> [DATA TO PROCESS]:
start
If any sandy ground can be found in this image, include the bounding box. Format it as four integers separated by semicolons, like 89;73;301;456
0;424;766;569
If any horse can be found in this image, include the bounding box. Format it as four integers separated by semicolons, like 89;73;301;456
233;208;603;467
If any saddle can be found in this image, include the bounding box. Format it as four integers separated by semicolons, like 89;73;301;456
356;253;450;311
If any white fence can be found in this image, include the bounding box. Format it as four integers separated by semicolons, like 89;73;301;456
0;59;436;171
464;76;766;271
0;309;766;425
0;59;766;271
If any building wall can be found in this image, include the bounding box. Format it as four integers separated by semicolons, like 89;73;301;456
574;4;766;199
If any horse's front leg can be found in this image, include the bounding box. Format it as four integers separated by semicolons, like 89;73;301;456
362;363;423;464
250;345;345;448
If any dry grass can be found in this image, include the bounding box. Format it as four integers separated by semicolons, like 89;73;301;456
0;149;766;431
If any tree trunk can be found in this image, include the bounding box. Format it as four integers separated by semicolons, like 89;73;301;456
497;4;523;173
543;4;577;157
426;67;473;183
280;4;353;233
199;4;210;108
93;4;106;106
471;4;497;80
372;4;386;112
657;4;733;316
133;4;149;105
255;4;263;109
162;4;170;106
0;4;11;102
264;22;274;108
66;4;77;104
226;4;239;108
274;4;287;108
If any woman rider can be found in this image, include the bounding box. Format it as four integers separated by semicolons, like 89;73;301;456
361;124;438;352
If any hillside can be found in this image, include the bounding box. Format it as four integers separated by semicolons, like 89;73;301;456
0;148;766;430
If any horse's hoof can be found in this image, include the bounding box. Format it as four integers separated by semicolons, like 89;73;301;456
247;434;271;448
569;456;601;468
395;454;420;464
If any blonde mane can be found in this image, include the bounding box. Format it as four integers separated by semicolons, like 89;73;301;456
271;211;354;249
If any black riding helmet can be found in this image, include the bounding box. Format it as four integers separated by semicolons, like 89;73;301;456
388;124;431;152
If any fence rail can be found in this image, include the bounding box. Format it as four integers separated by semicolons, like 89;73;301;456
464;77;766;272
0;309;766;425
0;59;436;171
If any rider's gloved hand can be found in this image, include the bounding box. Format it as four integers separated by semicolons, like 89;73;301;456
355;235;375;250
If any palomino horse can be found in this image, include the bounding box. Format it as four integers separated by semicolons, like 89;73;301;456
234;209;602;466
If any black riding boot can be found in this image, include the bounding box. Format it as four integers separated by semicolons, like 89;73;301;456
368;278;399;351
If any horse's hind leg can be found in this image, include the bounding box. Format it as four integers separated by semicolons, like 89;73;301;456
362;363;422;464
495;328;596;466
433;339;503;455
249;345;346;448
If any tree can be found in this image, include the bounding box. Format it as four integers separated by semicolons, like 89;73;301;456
end
> [GIVEN TASK]:
Rewrite all the lines above, putting "enclosing rectangle" wherever "bounding box" appears and changing nothing else.

> [OUTPUT OF THE EXERCISE]:
If any sandy ground can be found in this image, include the enclosing rectangle. Format it as four integers separated by semicolons, like 89;73;301;456
0;424;766;569
If any horse can be found in this image, include the enclosing rectangle. Format it as four integers separated by semicolons, like 89;73;301;456
233;208;603;467
If any saddle can be found in this image, include the enclosing rectangle. Format it as four integers separated by semicolons, like 89;73;301;456
356;253;450;311
If any white fence can be found in this image, include the enclosing rectangle. Format it as four integers separated by semicolons, like 89;73;301;456
0;59;436;171
464;76;766;271
0;309;766;425
0;59;766;271
If any building wall can be found in this image, include the enclosing rectangle. Format it as four integers separated by semicolons, like 89;73;301;456
574;4;766;199
If any horse's front leg can be found in this image, include the enclosing rectangle. Format it as four integers separated by semicolons, like 89;73;301;456
362;363;423;464
250;345;345;448
If any dry grass can be found in this image, include the enclosing rectangle. Format it as four integers separated by semicolons, like 89;73;301;456
0;149;766;431
If any tree trunk can be found in this image, include the enclosing rectangle. Format it as four integers separated by semicolons, like 89;73;301;456
497;4;523;173
543;4;577;157
426;67;473;183
280;4;353;233
199;4;210;108
93;4;106;106
471;4;497;80
372;4;386;112
657;4;733;316
133;4;149;105
255;4;263;109
162;4;170;106
0;4;11;102
264;22;274;108
66;4;77;104
226;4;239;108
274;4;287;108
If any woman rider can be found in this image, include the enclosing rectangle. Format it as four integers separated by semicolons, like 89;73;301;456
361;124;438;352
If any hillside can be found in this image, include the enclosing rectangle. Format it as four integers separated by semicolons, like 89;73;301;456
0;148;766;430
If any horse's hoof can be found in this image, include the enclosing rectangle. Format it as four integers separated by semicolons, like 89;73;301;456
247;434;271;448
569;456;601;468
395;454;420;464
If any blonde mane can be found in this image, include the enclosing rectangle. Format it as four integers separated by semicolons, like 89;73;301;456
271;211;354;249
If any black riding helmet can be found in this image, include the enclosing rectangle. Format it as four integers separated by semicolons, like 89;73;301;456
388;124;431;152
If any fence rail can be found in this image, include the enclosing rectangle. Format it as four integers separated by semicolons, like 89;73;301;456
464;77;766;272
0;309;766;425
0;59;436;171
If any rider's gloved hand can be found in this image, include the enclosing rectangle. Format it as four integers separated by semicolons, like 89;73;301;456
355;235;375;250
If any palomino horse can be found in this image, include the enclosing rectangle. Format it as four integers separated by semicolons, like 89;73;301;456
234;209;602;466
If any black riding boot can be found in this image, include the enclosing rectangle. Format it as four integers separated by semicolons, like 89;73;301;456
368;278;399;351
If any horse's hind leg can be found in this image, include the enclosing rectangle. Format it as four integers separated by semicolons, like 89;73;301;456
362;363;422;464
495;328;596;466
433;339;503;455
249;345;346;448
If any tree can be found in this image, include the enclosing rectangle. Format it as four integers separated by semicolons, like 89;73;301;456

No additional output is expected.